What you should do = Produce a character-for-character copy of the data below.

╭──

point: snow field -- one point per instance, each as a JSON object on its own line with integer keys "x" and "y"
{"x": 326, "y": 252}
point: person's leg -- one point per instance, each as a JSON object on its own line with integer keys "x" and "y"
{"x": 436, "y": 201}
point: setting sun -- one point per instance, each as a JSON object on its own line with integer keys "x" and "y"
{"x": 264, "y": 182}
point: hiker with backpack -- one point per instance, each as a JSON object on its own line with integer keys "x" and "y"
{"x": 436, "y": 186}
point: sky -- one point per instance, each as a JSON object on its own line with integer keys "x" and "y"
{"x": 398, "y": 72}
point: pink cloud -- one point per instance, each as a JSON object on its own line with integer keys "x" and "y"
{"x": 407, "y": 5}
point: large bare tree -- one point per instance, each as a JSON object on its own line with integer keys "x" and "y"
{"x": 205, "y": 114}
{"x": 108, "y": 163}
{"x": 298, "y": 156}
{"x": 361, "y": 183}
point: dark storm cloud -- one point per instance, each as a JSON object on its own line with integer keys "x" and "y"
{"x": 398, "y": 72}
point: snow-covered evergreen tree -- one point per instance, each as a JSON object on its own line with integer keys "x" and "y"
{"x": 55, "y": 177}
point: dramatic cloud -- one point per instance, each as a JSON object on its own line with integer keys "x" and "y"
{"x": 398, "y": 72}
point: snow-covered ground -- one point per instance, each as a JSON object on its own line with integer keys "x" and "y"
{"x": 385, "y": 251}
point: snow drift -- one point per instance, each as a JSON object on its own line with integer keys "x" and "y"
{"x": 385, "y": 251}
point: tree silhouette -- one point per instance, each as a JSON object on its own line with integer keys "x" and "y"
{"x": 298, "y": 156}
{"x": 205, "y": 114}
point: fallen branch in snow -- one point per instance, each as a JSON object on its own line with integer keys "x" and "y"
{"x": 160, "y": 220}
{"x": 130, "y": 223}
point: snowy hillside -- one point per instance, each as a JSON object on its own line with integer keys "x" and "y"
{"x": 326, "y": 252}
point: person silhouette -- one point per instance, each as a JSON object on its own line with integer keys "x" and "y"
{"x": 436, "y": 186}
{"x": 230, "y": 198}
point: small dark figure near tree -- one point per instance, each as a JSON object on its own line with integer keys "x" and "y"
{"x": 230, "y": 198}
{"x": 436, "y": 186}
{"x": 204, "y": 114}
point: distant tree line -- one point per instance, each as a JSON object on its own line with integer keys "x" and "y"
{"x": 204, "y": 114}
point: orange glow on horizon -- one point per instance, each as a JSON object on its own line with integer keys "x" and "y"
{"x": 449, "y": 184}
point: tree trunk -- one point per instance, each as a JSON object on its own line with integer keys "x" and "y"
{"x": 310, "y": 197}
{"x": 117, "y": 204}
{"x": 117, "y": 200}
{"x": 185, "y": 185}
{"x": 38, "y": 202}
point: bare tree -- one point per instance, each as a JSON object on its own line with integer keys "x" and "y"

╰──

Solution to the exercise =
point: snow field -- one point per instance, each as a JSON object on its own line with integer keys "x" and "y"
{"x": 326, "y": 252}
point: person's leg -- one point per instance, each as a JSON object on its own line with integer keys "x" and "y"
{"x": 436, "y": 201}
point: setting sun -- one point per instance, each as a JSON object on its own line with integer keys "x" and "y"
{"x": 264, "y": 182}
point: hiker with backpack -- one point per instance, each as a JSON object on its own line with integer keys "x" and "y"
{"x": 436, "y": 186}
point: sky -- one point per instance, each as a JSON object on its own line with integer keys "x" and "y"
{"x": 398, "y": 72}
point: pink cloud -- one point per instance, each as a JSON object on its own line with integer keys "x" and "y"
{"x": 407, "y": 5}
point: large bare tree -- one point per instance, each as a JSON object on its own line with integer keys "x" and "y"
{"x": 205, "y": 114}
{"x": 108, "y": 163}
{"x": 298, "y": 156}
{"x": 361, "y": 183}
point: dark storm cloud -- one point per instance, each as a JSON object on its own line with integer keys "x" and "y"
{"x": 398, "y": 72}
point: snow-covered evergreen tree -- one point per instance, each as a JSON object on its own line with integer keys "x" and "y"
{"x": 55, "y": 177}
point: dramatic cloud -- one point per instance, each as a JSON object on its own line with integer keys "x" and "y"
{"x": 398, "y": 72}
point: snow-covered ground -- one point per instance, each as a JSON object on its own line with integer keys "x" and "y"
{"x": 385, "y": 251}
point: snow drift -- one point per instance, each as a JSON object on its own line with integer keys "x" and "y"
{"x": 385, "y": 251}
point: tree silhouette -- one point per instance, each as a JSON object on its own line with integer keys "x" and "y"
{"x": 298, "y": 156}
{"x": 205, "y": 114}
point: fallen branch in snow -- one point per instance, each as a JSON object on its own line with integer keys "x" and "y"
{"x": 160, "y": 220}
{"x": 130, "y": 223}
point: snowy hillside -- one point per instance, each as a JSON object on its own line with integer keys "x" and "y"
{"x": 326, "y": 252}
point: person silhouette -- one point per instance, each as a JSON object on its own line with integer keys "x" and "y"
{"x": 436, "y": 186}
{"x": 230, "y": 198}
point: small dark figure near tree -- one point per instance, each as a JSON object on its own line with integer keys "x" and "y"
{"x": 230, "y": 198}
{"x": 436, "y": 186}
{"x": 204, "y": 114}
point: distant tree line -- one point per instance, each as a JSON object on its own line with integer keys "x" and "y"
{"x": 204, "y": 114}
point: orange glow on horizon -- one point per instance, each as a JSON object on its own line with integer keys "x" and "y"
{"x": 449, "y": 184}
point: tree trunk -- one point per instance, each as a JSON object on its own line with integer keys "x" and "y"
{"x": 310, "y": 197}
{"x": 117, "y": 204}
{"x": 117, "y": 200}
{"x": 185, "y": 185}
{"x": 38, "y": 202}
point: bare tree -- one point per instance, each as a JSON object on its own line with integer keys "x" and "y"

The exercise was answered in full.